▶ _Exercise instructions_: How many lines in the material below contain the string "wrinkle"? Reply with the number alone.

▶ _Supplied records_:
------------------------

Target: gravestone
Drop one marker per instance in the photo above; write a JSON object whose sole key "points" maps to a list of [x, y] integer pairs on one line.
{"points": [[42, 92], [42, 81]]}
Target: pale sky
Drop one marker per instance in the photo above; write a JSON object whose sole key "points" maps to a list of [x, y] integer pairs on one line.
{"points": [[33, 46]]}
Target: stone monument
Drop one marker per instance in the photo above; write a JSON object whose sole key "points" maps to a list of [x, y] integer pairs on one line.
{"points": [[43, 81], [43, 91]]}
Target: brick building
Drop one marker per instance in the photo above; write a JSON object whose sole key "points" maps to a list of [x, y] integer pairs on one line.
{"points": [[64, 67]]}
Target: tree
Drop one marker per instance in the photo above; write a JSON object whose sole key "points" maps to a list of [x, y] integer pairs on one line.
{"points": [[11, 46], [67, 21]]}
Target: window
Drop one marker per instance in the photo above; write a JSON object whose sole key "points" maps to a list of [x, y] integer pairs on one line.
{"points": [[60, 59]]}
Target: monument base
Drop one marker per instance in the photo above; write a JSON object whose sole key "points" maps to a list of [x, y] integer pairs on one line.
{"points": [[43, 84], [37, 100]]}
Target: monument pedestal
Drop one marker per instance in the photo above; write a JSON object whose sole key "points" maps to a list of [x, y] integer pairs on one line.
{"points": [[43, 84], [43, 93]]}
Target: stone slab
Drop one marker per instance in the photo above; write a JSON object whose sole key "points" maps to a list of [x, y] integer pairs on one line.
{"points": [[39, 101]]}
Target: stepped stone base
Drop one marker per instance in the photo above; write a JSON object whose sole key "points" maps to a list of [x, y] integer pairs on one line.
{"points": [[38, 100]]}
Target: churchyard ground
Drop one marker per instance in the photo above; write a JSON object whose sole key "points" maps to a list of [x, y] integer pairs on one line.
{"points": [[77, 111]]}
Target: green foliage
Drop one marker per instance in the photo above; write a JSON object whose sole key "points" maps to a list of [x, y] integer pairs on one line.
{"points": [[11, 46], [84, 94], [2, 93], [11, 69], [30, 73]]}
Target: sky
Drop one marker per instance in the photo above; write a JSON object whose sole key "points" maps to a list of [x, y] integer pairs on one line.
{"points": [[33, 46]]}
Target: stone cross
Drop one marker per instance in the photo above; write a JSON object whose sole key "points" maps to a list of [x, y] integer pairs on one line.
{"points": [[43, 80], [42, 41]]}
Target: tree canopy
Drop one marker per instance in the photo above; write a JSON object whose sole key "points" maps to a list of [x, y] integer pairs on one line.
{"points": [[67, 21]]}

------------------------

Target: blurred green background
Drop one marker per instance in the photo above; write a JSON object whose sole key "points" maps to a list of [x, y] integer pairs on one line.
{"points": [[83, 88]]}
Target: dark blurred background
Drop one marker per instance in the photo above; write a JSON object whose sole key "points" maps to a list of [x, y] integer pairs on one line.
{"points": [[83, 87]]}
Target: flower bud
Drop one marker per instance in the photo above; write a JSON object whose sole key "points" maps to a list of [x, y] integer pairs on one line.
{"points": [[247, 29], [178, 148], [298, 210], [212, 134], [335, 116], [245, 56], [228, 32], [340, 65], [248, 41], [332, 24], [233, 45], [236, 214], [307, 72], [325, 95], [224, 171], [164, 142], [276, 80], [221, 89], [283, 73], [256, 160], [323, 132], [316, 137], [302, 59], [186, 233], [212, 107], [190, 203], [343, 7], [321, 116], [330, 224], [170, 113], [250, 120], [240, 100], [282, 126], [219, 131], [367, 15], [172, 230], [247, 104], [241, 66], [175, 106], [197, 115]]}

------------------------

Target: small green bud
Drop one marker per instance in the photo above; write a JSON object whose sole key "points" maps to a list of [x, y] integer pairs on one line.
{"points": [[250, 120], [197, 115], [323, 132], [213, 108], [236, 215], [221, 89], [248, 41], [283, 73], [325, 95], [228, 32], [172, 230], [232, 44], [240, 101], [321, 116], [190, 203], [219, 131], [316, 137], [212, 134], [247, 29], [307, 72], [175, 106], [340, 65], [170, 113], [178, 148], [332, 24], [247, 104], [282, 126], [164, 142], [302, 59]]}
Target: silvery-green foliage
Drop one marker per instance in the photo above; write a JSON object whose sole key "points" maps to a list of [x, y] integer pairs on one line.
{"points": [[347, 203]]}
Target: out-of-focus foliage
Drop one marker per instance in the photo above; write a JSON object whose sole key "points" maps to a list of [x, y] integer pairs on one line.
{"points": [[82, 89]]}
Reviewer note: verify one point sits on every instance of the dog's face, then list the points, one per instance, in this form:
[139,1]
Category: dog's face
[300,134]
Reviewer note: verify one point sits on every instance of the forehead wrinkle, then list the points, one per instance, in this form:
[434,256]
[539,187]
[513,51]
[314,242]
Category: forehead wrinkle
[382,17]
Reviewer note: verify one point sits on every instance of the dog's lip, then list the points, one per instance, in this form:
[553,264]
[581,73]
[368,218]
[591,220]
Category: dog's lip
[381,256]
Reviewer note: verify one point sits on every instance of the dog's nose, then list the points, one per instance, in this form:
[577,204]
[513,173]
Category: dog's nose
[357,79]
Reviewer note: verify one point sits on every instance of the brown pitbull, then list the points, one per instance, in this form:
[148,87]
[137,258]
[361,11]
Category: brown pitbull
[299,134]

------------------------

▶ _Output for this exercise_: 2